__WRITTEN EXERCISE__
Carry none of the pictures over; write out the complete data exactly.

__Point placement records__
** START **

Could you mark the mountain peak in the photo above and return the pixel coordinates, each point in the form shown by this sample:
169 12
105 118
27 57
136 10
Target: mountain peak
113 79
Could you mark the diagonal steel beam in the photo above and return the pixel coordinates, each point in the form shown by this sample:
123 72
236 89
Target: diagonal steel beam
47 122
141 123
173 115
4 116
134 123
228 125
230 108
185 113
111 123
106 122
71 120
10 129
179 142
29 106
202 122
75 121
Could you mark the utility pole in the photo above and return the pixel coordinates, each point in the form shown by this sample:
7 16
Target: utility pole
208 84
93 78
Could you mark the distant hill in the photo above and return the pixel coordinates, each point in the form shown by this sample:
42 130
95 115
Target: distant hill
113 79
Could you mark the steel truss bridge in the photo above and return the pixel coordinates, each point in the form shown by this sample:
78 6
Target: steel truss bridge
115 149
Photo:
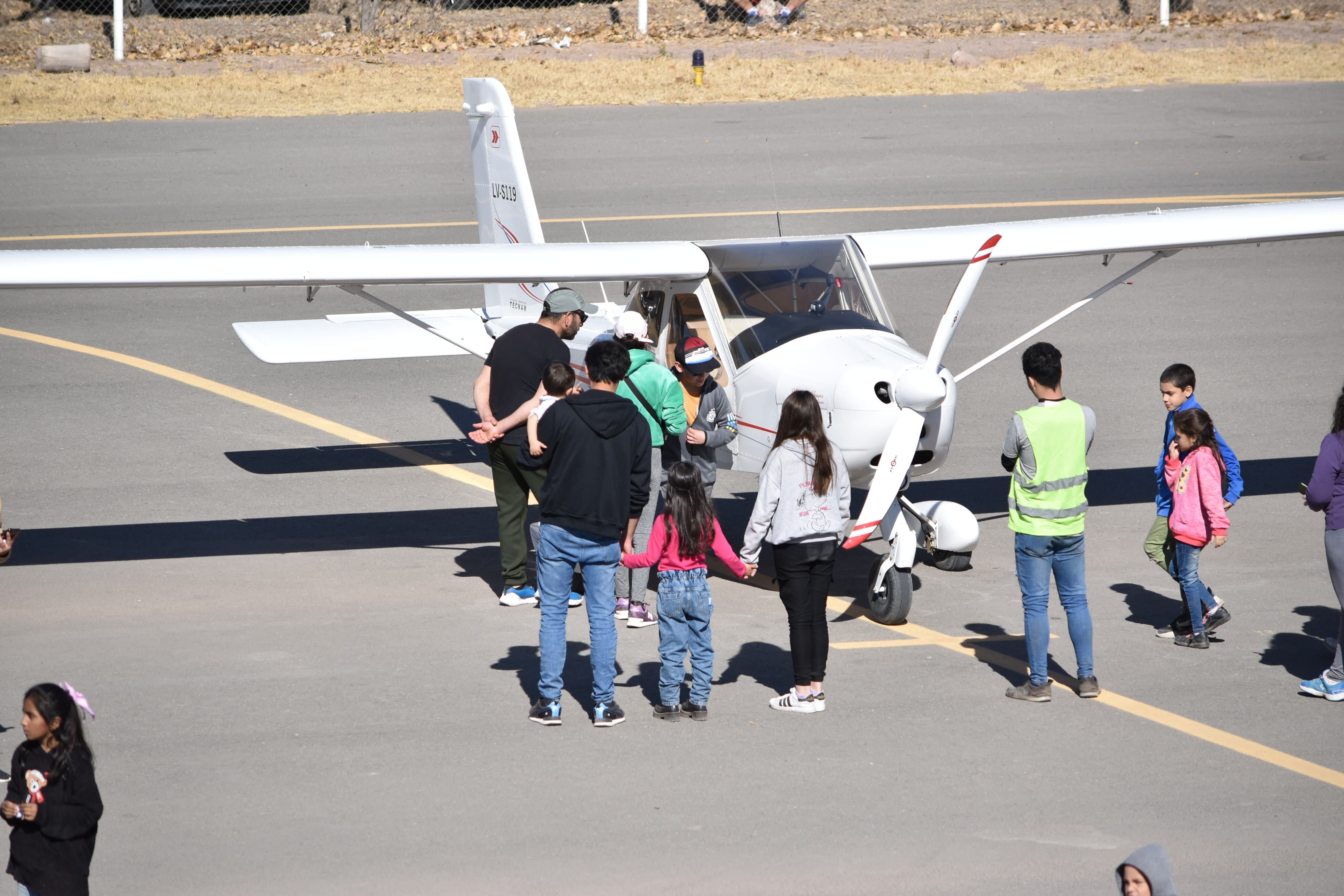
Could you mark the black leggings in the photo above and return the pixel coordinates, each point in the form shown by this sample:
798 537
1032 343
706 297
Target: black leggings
804 573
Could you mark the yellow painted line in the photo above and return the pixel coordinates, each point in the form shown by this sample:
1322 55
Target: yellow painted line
1044 203
1126 704
447 471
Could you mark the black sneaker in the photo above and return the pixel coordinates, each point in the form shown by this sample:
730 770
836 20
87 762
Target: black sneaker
546 712
698 711
1218 617
607 715
1030 692
1198 641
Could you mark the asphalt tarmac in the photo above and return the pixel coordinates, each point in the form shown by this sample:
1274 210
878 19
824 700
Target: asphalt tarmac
304 683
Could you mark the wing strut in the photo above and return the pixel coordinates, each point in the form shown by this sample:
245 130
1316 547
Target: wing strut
1065 313
357 289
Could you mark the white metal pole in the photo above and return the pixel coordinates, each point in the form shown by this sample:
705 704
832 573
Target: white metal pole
118 27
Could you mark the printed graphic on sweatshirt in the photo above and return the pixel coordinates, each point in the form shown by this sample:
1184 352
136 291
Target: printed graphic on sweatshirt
36 781
810 506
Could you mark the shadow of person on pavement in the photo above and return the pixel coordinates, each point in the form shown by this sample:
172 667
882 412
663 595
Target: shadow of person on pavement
525 659
1147 608
1304 655
769 664
647 680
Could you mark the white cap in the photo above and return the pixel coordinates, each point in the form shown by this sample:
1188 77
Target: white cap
634 324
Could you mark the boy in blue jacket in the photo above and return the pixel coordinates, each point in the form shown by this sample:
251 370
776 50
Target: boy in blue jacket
1178 389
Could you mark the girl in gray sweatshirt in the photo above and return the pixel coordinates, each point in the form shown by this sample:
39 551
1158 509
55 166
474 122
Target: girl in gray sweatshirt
803 507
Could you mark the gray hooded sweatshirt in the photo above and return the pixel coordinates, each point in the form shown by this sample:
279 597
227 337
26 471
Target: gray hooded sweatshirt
787 508
1152 861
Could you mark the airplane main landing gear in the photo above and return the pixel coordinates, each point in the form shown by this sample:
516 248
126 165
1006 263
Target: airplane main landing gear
890 592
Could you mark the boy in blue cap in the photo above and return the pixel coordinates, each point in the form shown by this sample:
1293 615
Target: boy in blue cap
1178 389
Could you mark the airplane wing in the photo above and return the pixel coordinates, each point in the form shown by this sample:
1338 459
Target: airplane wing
1107 234
350 265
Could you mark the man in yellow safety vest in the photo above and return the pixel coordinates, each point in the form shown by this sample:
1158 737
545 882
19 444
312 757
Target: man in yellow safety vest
1046 452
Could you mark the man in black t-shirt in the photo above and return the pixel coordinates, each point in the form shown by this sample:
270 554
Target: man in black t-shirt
506 390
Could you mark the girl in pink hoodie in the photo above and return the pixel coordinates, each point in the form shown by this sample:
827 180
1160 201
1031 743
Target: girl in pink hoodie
1195 476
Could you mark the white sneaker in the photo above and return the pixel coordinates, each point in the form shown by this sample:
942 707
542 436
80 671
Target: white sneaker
791 702
518 597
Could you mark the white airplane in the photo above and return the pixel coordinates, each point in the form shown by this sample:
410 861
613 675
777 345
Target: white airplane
783 315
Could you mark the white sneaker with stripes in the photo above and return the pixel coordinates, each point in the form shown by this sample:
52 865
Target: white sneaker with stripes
791 702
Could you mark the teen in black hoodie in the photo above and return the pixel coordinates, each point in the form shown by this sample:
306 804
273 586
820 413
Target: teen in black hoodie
597 448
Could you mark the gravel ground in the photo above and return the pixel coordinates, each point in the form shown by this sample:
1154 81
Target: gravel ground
331 27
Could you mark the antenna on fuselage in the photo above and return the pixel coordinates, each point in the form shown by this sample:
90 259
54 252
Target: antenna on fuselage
779 224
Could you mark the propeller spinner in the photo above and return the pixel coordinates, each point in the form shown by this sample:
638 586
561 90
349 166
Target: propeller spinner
919 390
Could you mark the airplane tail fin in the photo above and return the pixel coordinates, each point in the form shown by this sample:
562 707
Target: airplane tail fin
506 211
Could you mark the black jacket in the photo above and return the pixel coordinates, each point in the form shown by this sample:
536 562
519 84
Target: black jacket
52 854
597 449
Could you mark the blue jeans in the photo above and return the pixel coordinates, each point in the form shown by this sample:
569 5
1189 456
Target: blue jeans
1037 557
685 610
1191 586
561 550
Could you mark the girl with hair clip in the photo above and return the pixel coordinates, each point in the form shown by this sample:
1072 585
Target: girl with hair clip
1194 473
53 804
678 543
803 507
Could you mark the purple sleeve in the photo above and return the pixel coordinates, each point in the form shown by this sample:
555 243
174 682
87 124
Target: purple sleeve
1328 464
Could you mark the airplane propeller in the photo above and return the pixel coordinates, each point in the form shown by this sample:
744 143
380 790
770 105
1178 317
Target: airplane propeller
919 391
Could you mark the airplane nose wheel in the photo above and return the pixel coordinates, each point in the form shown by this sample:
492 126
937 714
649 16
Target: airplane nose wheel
952 561
892 604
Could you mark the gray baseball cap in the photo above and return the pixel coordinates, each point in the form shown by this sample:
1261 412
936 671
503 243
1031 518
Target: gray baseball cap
564 300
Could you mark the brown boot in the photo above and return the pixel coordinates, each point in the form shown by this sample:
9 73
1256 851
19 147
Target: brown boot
1027 691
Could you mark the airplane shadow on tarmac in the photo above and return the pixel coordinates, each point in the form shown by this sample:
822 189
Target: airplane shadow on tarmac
478 526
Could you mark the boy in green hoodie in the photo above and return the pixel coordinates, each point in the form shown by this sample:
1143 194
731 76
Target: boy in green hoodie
656 394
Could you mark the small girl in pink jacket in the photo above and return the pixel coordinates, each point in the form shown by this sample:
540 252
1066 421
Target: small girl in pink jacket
1195 476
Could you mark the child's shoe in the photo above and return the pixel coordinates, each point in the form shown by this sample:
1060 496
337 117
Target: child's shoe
640 617
607 715
518 596
698 711
546 712
1323 687
792 702
1198 641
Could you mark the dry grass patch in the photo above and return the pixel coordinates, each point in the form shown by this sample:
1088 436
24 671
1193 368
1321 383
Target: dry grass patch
354 88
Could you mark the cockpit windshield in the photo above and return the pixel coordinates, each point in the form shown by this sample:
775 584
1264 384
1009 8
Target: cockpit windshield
773 292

** END **

__TASK OUTPUT__
Could you mark the mountain peak in the photo above and return the pixel coordinates, each point in the form shown by this sample:
169 12
105 118
27 57
136 10
Target: mountain peak
113 79
Could you mark the diagonal steel beam in the photo above and return the pixel coordinates, each point in the form shown by this sample:
123 72
236 89
Target: diagonal steel beam
47 122
141 123
173 115
4 116
134 123
228 125
230 108
185 113
111 123
106 122
71 120
10 129
179 142
29 106
202 122
75 121
Could you mark the utility pole in the photo above and return the pixel coordinates, each point in the form shown by this sample:
7 16
Target: utility pole
208 84
93 78
Could you mark the distant hill in the photo above and return the pixel coordinates, each point in the form shown by this sample:
42 130
95 115
Target: distant hill
113 79
Could you mark the steel truss bridge in the photo above and return the pixel coordinates, each point in the form shown by this sample:
78 6
Target: steel truss bridge
115 149
Photo:
Could you mark the black leggings in the photo above and return the pixel coordinates, each point in the form shown by this sample:
798 537
1032 343
706 297
Target: black leggings
804 573
Could you mark the yellow painted line in the photo above and return the pixel coordinates, each point in the form shown by this sample:
1322 55
Target: yellow painted line
1044 203
1126 704
447 471
Could you mark the black sneaker in the photo above and return the pixel coordinates, each point in the form shown by this sample:
730 770
836 20
87 762
Target: black sneaker
546 712
698 711
1218 617
607 715
1030 692
1198 641
Could you mark the asphalt tarmac in the photo above and return the pixel coordinates, each point in the form shown by this sample:
1274 210
878 19
824 700
Target: asphalt tarmac
304 683
Could you mark the wing strut in the photo above and return the pixel coordinates, each point in the form shown by this sample:
245 130
1316 547
Target: wing strut
1065 313
357 289
Could you mark the white metal pole in the photo above and return the pixel coordinates, each point in the form shown by this sample:
705 704
832 573
Target: white metal pole
118 27
Could you mark the printed graphic on sweatshirt in the photo above and return the pixel coordinates, each point in the form shown by this sample:
1184 352
136 291
Target: printed graphic on sweatshirt
36 781
810 506
Could you mark the shadow of person on pavement in the photo above and return the pixel coordinates, each point in the form shown by this sample:
172 667
882 412
663 595
Target: shadow of person on pavement
525 659
1147 608
1304 655
769 664
647 680
Could you mark the white cap in the photo above and return the pixel coordinates, each point in the form shown by this sample:
1188 77
Target: white cap
634 324
Could you mark the boy in blue jacket in the photo above and return the pixel coordinates, each point in the form shown by this sample:
251 370
776 50
Target: boy in blue jacket
1178 389
Could you mark the girl in gray sweatshirt in the photo above and return the pixel coordinates, each point in the form shown by this sample:
39 551
1158 509
55 166
474 122
Target: girl in gray sweatshirt
803 507
Could you mark the gray hooded sweatshirt in the photo above and return the pixel coordinates, each point in the form shown by this sample:
279 597
227 337
26 471
Target: gray hooded sweatshirt
787 508
1152 861
Could you mark the airplane main landing gear in the photo above and return the pixel coordinates, each point in the form shown by this sample:
516 248
126 165
1006 263
Target: airplane main landing gear
890 592
Could you mark the boy in blue cap in the photo above and return the pixel coordinates, each point in the form shown by this sample:
1293 615
Target: boy in blue cap
1178 389
Could you mark the airplane wing in the photo above and return the pixel coordinates, each point in the form shown by this sample:
1338 459
Target: airplane wing
1107 234
350 265
Could you mark the man in yellow safety vest in the photo above and return the pixel coordinates, each point in the form shown by this sample:
1158 737
545 882
19 444
312 757
Target: man in yellow safety vest
1046 452
Could you mark the man in black t-shirt in the photo above and return the pixel coordinates, each point in the form shown by this sample:
270 554
Target: man in black t-shirt
506 390
Could you mark the girl in pink hoodie in the photo above and return the pixel coordinates, each point in the form shown by this sample:
827 180
1160 201
1031 743
Target: girl in pink hoodie
1195 476
Could you mark the white sneaker in the photo above and return the pixel coordinates, each point in the form shown by this sample:
942 707
542 436
80 671
Target: white sneaker
791 702
518 597
Could you mark the white airplane in the photo above and return the pixel coordinates, each point in the form shown by this sample:
410 861
613 675
777 345
Target: white airplane
783 315
Could you mark the white sneaker with stripes in the photo above and return the pixel coordinates, each point in the form shown by this sample:
52 865
Target: white sneaker with stripes
791 702
Could you mark the teen in black hoodie in the photo above and return the pixel coordinates, each point in the form shown by this sample:
306 804
273 586
820 413
Target: teen in black hoodie
597 448
Could you mark the gravel ground in the photo above and return the pixel coordinates, each point in the form shown by this sample:
1154 81
Target: gravel ground
331 27
Could you mark the antenna on fuselage in the photo above and return the pixel coordinates, each point in the form shown by this sample:
90 259
54 252
Target: antenna on fuselage
779 224
Could you mark the propeller spinner in the photo above and return the pixel coordinates, each point in the form shown by this sample:
638 586
561 90
349 166
Target: propeller spinner
919 390
Could you mark the airplane tail fin in the photo above and return the pixel coordinates, each point in the form shown by this sample:
562 707
Target: airplane tail fin
506 211
Could you mark the black jacket in the photo above and return the pixel coordinates, each point in the form shown by this sample:
536 562
519 84
Target: black jacket
52 854
597 449
Could you mark the blue jeans in the photo above and return the pixel coordinates, each point in the form shown by this sample:
569 5
1189 456
Target: blue jeans
1037 557
685 610
1191 586
561 550
Could you mark the girl with hair clip in the photo above and return the pixel coordinates, each point in the form shown by this sample:
1072 585
Target: girl with hair clip
1194 473
53 804
678 543
803 507
Could you mark the purple sleeve in the photo above and return the pixel coordinates, each point in the form shown by this sample:
555 243
174 682
87 124
Target: purple sleeve
1328 464
Could you mark the airplane propeller in the photo above and return the pixel coordinates, each point in the form shown by this sample:
744 143
380 790
770 105
1178 317
Target: airplane propeller
919 391
Could you mark the airplane nose wheel in the photo above and return the pixel coordinates, each point in the form shown by this sample:
492 126
937 714
649 16
Target: airplane nose wheel
952 561
892 604
Could you mark the gray baseball cap in the photo above and return the pixel coordinates, each point in the form shown by this sample:
1261 412
936 671
503 243
1031 518
Target: gray baseball cap
564 300
Could you mark the brown boot in the photo above and return the pixel coordinates, each point in the form shown by this sample:
9 73
1256 851
19 147
Target: brown boot
1027 691
Could you mark the airplane shadow on tarmac in the photo above and return the pixel coordinates, each point in the form shown by this sample:
822 189
Target: airplane shadow on tarmac
478 526
Could you mark the boy in green hoodie in the photo above and return the pixel coordinates, each point in the form shown by this sample:
1143 194
731 76
Target: boy in green hoodie
656 394
Could you mark the small girl in pink jacket in the photo above and return the pixel coordinates, each point in the form shown by this sample:
540 252
1066 421
Target: small girl in pink jacket
1195 476
Could you mark the child's shoe in the photo above and return the pixel coordinates, each point in the form shown by this sample:
1060 496
337 117
Target: child's shoe
640 617
607 715
518 596
698 711
546 712
1323 687
792 702
1198 641
Could you mark the dry grass patch in the photo above and return the pixel coordinates, each point in the form shown by this sample:
1088 436
24 671
1193 368
1321 383
Target: dry grass patch
354 88
Could you mark the cockpit windshield in the photo above and return the pixel coordinates, each point in the form shown by this sample:
775 584
1264 384
1009 8
Target: cockpit windshield
773 292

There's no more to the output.